- **Short problem**: Starting at the line that contains "Task: point to every instance of the black tire.", transcribe every remaining line of the entries exactly, including the last one.
======
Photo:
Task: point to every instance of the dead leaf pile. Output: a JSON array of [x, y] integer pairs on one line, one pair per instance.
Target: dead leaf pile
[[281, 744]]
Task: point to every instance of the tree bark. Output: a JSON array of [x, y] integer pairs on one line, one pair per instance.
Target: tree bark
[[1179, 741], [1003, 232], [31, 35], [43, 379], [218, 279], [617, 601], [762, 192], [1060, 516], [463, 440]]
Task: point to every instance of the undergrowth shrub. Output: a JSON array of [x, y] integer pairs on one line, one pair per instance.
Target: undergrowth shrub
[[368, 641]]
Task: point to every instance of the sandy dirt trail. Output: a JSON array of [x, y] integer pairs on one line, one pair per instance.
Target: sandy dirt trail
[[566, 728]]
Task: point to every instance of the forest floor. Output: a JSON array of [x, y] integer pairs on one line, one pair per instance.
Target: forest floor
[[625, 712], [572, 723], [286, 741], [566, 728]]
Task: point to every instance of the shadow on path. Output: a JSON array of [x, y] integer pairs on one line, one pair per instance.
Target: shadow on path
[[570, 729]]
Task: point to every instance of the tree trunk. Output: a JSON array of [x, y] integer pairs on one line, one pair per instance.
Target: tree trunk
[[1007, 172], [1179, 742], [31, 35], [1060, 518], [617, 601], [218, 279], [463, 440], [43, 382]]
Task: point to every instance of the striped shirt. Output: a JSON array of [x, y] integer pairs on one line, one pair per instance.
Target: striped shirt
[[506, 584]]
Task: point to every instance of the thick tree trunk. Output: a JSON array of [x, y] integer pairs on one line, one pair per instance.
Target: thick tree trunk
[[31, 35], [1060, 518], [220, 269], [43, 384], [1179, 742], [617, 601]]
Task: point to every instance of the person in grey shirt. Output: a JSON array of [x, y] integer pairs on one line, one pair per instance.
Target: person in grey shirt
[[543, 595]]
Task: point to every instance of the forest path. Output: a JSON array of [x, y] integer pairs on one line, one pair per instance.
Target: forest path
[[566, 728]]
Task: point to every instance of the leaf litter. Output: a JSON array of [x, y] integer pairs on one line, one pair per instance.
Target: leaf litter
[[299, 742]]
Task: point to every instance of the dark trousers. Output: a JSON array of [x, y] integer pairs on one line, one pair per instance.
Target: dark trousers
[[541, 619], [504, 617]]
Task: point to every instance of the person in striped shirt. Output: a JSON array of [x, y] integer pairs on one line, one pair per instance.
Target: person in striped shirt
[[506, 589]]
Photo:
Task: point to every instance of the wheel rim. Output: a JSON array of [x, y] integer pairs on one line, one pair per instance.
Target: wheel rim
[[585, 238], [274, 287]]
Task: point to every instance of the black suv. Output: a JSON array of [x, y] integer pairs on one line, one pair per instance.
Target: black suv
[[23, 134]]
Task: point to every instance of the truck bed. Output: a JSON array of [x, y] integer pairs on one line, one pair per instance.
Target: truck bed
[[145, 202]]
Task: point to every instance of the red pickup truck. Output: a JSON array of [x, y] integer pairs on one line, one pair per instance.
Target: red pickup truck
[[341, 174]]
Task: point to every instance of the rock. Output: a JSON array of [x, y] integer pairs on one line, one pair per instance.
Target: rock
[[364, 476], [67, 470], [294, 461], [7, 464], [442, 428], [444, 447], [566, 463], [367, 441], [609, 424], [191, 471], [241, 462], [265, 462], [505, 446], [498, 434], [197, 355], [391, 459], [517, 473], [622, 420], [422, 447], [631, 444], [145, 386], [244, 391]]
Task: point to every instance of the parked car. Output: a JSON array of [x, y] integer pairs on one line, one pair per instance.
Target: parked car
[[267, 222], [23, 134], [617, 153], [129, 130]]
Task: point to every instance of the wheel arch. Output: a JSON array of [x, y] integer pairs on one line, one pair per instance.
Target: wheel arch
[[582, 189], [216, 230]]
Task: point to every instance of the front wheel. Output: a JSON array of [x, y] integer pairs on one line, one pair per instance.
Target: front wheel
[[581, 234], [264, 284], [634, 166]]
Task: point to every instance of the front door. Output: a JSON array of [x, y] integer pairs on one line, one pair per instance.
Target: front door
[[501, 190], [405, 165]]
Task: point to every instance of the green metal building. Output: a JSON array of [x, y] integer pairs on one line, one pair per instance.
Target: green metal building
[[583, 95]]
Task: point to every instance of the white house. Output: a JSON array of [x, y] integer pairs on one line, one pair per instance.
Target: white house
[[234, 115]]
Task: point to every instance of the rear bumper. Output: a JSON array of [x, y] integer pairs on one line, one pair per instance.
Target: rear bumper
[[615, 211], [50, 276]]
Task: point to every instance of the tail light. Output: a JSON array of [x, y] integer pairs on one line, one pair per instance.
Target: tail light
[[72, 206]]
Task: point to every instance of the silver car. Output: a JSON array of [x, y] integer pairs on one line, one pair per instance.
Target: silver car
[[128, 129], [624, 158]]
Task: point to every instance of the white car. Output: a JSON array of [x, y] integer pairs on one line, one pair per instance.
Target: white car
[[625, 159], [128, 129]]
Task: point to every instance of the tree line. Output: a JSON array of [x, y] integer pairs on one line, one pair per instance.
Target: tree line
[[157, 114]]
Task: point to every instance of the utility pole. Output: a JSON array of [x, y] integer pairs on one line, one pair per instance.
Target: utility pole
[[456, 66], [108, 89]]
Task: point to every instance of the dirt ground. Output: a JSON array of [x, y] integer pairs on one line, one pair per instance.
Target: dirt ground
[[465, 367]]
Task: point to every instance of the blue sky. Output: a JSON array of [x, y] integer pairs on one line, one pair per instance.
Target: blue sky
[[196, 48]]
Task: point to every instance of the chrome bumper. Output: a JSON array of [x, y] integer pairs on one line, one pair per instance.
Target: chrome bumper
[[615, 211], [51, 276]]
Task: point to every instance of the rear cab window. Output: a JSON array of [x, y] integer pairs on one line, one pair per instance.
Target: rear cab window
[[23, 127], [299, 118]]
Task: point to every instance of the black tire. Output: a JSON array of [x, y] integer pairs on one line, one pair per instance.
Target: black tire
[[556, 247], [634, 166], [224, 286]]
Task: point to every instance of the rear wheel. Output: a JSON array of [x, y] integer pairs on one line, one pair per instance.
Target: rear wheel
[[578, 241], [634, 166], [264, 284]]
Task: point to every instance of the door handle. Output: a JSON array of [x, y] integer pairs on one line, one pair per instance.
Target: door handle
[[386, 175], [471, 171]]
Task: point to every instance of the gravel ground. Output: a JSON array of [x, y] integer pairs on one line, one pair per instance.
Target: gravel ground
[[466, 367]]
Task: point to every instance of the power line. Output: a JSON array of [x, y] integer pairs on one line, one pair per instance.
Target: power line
======
- **Task result**:
Task: point to every instance of the black tire. Output: a JSON array of [x, y] integer pairs on one line, one pair per instance.
Target: black tire
[[556, 247], [634, 166], [224, 286]]
Task: point to every instance of the rear wheel. Output: a JSON array of [x, y] integer pairs on one line, one pair per instance.
Target: rear wheel
[[578, 241], [634, 166], [264, 284]]
Task: point to every instance of the door handle. Output: a JSON array of [x, y] integer pairs on one line, one pair per instance.
Target: door handle
[[386, 175], [471, 171]]
Task: point to every instance of the gravel ground. Output: a JSON array of [x, y] integer pairs on one line, one pair per instance.
Target: gravel ground
[[466, 367]]
Task: point to every instance of the power line. Output: a JSON array of [x, y] integer pairs on one line, one pair per instance.
Target: power line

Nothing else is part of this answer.